__Task objective__. From the entries below, return only the lines starting at the one that contains "positive clicks: (450, 260)" and ending at the one that contains "195L441 188L434 198L435", exactly as they stand.

__Exercise data__.
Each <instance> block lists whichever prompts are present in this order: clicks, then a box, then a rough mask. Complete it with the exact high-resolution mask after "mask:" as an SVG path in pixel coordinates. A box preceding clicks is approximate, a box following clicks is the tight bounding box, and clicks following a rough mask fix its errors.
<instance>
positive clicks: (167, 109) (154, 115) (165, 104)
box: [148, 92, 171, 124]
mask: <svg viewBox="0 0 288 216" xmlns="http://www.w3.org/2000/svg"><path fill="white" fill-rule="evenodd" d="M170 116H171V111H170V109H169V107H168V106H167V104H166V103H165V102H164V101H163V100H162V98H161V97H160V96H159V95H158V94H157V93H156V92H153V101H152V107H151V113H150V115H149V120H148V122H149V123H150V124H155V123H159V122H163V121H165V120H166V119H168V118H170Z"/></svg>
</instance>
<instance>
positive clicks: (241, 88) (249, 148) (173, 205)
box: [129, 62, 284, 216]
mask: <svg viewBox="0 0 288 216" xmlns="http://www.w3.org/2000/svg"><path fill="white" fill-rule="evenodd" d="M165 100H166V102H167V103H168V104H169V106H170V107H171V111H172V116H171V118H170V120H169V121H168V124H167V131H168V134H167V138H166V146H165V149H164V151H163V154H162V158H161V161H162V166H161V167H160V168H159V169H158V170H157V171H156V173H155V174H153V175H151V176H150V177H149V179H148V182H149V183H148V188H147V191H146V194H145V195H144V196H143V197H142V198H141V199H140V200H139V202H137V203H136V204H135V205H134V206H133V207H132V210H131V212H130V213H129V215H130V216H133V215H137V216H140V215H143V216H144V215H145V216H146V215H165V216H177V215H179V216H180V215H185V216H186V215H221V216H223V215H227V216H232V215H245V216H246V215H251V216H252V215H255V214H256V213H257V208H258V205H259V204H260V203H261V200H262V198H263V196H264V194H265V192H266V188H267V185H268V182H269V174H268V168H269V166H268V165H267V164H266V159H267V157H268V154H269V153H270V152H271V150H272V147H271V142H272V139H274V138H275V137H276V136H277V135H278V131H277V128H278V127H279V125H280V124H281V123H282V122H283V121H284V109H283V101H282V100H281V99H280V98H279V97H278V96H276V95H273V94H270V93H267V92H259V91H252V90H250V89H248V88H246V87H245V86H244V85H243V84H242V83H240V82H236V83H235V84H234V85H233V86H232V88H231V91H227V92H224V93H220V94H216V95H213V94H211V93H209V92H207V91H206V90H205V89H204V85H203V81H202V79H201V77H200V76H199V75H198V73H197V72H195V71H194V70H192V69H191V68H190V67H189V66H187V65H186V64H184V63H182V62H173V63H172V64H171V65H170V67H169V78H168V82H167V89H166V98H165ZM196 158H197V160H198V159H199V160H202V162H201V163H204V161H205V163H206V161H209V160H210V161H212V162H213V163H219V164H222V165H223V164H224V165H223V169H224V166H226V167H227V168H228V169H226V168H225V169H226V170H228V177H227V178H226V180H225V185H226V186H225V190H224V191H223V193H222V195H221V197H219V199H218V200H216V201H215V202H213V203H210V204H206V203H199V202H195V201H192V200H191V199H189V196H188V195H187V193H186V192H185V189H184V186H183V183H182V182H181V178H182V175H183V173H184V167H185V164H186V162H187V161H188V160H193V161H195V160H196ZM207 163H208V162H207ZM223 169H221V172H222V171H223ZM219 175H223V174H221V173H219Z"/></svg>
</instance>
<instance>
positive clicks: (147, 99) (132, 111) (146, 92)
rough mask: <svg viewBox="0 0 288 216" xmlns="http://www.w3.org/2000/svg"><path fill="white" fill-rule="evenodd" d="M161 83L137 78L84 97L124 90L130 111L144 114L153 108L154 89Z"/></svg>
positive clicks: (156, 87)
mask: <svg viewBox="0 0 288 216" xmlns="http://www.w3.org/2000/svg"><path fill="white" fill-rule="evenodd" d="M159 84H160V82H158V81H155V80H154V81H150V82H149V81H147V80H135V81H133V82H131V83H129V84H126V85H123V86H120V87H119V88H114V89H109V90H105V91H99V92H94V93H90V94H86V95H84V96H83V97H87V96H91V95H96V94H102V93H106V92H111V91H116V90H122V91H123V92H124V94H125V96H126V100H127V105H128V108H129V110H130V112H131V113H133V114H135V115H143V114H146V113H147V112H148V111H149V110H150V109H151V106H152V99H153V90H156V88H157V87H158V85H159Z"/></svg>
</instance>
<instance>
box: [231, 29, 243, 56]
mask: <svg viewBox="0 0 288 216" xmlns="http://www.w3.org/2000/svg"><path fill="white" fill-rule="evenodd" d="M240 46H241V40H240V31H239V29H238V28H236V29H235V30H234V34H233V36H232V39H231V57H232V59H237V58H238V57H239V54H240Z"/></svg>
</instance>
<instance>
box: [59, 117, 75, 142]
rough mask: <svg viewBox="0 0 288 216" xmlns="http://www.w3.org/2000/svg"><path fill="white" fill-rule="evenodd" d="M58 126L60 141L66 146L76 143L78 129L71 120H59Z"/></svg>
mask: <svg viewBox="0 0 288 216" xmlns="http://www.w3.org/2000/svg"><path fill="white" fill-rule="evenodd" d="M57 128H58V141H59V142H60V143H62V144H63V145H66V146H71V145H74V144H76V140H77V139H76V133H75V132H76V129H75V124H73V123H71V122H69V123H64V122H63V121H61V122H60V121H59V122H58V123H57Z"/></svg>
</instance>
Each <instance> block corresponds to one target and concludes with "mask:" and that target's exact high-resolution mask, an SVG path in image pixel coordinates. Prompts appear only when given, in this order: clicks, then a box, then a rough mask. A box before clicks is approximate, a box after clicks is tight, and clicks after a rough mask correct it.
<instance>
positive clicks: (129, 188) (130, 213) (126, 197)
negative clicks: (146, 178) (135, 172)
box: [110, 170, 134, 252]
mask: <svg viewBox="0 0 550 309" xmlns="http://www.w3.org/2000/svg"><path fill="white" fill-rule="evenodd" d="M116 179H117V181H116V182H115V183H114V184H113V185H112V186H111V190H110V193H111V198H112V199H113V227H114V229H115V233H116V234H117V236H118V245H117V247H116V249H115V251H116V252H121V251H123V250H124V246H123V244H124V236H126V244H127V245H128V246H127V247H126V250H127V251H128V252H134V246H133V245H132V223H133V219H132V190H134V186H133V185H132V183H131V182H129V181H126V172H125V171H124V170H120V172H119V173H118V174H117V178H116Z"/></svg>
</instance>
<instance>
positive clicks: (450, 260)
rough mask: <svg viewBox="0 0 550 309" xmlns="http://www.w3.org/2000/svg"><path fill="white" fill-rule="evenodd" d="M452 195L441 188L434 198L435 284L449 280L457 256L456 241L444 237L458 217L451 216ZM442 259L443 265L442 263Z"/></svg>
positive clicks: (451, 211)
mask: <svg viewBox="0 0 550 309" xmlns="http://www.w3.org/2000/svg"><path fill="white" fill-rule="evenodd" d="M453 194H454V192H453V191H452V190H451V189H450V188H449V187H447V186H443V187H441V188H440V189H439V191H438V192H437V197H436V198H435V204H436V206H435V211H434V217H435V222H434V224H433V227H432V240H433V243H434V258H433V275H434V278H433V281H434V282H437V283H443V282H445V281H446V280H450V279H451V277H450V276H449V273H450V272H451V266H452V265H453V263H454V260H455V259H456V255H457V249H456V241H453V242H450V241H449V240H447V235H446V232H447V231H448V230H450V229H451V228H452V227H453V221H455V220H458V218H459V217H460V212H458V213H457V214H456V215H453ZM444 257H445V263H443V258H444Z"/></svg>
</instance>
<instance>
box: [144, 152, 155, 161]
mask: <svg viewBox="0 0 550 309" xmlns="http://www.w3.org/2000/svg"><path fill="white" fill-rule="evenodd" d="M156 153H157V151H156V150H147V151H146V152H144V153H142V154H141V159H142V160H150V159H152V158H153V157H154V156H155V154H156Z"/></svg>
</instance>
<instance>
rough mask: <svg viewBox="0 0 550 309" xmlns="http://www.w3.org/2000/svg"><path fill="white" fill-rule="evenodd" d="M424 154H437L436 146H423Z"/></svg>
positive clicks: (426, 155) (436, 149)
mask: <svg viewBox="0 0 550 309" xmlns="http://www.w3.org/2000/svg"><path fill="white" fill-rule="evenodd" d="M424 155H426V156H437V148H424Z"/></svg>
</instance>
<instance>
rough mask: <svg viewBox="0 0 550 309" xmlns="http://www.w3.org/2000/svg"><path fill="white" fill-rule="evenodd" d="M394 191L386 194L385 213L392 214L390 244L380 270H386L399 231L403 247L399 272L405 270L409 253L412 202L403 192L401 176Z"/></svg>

__Task solution__.
positive clicks: (450, 260)
rough mask: <svg viewBox="0 0 550 309" xmlns="http://www.w3.org/2000/svg"><path fill="white" fill-rule="evenodd" d="M452 195L441 188L434 198L435 284L449 280L457 256L456 241L444 237L458 217L451 216ZM442 259L443 265L442 263Z"/></svg>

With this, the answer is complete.